#### [Provided passage]
——

I’ve been attending
a few seminars recently in Malaysia on various current issues, such as the new Companies Act 2016,
the Finance Act 2017 as well as transfer pricing developments. I was able to touch base with
a few fellow delegates and we talked in general about the challenges facing their
companies in this day and age. One topic that somehow kept being brought up was
the implementation of MFRS 15 Revenue
from Contracts with Customers.
I was
rather astonished that most of their respective companies had not even started planning
for it, despite the fact that we are now only nine months away. If you
remember, MFRS 15 was originally slated to come into effect on 1 January 2017
before it got pushed back to 1 January 2018. Why was it pushed back? The International Accounting Standards Board acknowledged the complexity of the revenue standard and to allow
more time for companies to properly implement it. Yet here we are, at the end of the first quarter of 2017, and many have still not started.

——

#### [Input material]
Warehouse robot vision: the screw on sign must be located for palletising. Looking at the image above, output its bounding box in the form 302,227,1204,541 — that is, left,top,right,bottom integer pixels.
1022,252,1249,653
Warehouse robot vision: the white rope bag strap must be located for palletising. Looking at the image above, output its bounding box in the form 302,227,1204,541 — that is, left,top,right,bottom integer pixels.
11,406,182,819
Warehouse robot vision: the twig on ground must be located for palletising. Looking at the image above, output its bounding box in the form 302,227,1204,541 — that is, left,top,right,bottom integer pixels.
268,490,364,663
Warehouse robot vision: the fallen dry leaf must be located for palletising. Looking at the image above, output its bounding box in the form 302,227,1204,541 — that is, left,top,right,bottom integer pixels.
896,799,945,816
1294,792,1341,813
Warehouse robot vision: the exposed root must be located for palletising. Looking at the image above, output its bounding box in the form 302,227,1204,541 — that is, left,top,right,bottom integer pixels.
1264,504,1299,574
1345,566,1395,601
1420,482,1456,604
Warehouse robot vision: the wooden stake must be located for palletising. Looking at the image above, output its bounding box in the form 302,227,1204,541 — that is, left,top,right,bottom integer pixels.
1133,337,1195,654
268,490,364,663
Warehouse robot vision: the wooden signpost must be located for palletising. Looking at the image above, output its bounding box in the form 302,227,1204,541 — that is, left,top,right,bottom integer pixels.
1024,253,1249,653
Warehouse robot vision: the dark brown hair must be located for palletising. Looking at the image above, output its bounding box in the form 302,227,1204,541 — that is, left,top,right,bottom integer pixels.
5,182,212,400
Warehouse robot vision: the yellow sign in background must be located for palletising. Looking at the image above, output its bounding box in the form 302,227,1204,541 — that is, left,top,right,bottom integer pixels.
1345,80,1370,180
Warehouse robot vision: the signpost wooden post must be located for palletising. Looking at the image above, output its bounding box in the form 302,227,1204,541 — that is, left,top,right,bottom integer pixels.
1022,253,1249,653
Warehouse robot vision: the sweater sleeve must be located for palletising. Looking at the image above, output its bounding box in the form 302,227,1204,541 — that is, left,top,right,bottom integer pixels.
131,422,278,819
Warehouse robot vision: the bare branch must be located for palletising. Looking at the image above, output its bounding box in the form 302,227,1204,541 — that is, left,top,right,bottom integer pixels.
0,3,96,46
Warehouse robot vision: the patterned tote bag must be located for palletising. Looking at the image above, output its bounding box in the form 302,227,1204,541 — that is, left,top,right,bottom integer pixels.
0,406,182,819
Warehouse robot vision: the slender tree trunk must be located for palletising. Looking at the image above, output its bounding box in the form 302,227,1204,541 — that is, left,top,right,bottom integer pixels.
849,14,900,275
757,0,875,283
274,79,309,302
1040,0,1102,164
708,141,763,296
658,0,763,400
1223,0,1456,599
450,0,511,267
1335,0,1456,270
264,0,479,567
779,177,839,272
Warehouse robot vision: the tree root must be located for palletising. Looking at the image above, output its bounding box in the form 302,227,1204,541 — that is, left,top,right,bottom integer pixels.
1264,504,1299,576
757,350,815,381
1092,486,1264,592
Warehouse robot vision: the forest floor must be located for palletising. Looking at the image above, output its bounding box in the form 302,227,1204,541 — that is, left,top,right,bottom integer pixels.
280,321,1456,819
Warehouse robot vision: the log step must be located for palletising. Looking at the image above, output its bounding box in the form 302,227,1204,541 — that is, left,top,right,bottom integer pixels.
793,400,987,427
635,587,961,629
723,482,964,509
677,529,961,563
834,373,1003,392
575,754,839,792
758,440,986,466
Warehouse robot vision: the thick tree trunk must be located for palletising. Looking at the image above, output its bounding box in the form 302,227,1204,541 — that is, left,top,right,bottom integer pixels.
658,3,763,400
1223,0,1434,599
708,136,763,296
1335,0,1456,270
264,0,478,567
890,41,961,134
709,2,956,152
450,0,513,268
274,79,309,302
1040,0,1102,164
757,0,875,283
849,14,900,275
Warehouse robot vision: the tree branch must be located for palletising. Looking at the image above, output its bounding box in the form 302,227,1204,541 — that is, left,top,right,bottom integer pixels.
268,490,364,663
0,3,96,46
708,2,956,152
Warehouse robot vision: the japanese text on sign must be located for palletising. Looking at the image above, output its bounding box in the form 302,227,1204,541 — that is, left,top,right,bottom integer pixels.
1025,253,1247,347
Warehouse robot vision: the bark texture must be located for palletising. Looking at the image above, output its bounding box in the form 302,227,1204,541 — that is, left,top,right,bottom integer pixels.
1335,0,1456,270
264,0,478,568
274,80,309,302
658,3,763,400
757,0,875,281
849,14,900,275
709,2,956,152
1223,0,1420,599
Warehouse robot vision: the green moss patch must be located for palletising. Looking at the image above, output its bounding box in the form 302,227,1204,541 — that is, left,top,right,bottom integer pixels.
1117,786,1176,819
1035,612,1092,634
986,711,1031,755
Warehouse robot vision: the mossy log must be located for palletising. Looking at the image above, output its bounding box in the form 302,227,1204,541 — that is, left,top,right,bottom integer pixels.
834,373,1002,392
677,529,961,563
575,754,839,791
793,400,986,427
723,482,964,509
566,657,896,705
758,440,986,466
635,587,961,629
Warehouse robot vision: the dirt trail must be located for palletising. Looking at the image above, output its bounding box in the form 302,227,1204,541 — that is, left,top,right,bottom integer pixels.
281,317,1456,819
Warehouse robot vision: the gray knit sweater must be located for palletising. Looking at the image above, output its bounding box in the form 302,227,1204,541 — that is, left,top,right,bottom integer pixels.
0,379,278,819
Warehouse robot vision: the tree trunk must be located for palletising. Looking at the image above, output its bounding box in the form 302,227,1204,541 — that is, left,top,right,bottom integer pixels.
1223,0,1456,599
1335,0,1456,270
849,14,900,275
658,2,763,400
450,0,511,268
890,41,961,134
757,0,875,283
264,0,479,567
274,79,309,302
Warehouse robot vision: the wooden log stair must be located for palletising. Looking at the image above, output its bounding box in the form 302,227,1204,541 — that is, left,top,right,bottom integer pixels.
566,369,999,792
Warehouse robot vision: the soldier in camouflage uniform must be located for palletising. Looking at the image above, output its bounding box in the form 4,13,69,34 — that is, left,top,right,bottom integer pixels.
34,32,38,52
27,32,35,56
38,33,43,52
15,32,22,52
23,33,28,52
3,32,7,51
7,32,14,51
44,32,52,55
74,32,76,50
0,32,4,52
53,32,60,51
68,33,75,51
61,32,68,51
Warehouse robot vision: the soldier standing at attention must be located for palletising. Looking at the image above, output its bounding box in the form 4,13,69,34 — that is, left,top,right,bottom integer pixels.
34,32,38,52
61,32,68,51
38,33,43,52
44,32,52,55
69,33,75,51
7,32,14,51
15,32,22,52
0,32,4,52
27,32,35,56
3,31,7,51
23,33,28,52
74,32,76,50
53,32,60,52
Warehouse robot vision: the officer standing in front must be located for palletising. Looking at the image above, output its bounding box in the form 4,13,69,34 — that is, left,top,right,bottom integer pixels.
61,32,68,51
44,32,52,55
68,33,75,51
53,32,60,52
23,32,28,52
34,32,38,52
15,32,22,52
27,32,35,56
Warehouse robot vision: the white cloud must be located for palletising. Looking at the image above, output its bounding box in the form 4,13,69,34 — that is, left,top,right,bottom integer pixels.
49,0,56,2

——

#### [What is asked]
(A) Rewrite the MFRS 15 passage, starting at "I’ve been attending" and ending at "Contracts with Customers.", with "delegates" swapped for "attendees".
(B) Put the lines of the records into a Markdown table, starting at the line containing "Warehouse robot vision: the dark" and ending at the line containing "5,182,212,400". Use the columns Row and Line, number each row, and leave out blank lines.

#### [Answers to the problems]
(A)
I’ve been attending
a few seminars recently in Malaysia on various current issues, such as the new Companies Act 2016,
the Finance Act 2017 as well as transfer pricing developments. I was able to touch base with
a few fellow attendees and we talked in general about the challenges facing their
companies in this day and age. One topic that somehow kept being brought up was
the implementation of MFRS 15 Revenue
from Contracts with Customers.

(B)
| Row | Line |
|---|---|
| 1 | Warehouse robot vision: the dark brown hair must be located for palletising. Looking at the image above, output its bounding box in the form 302,227,1204,541 — that is, left,top,right,bottom integer pixels. |
| 2 | 5,182,212,400 |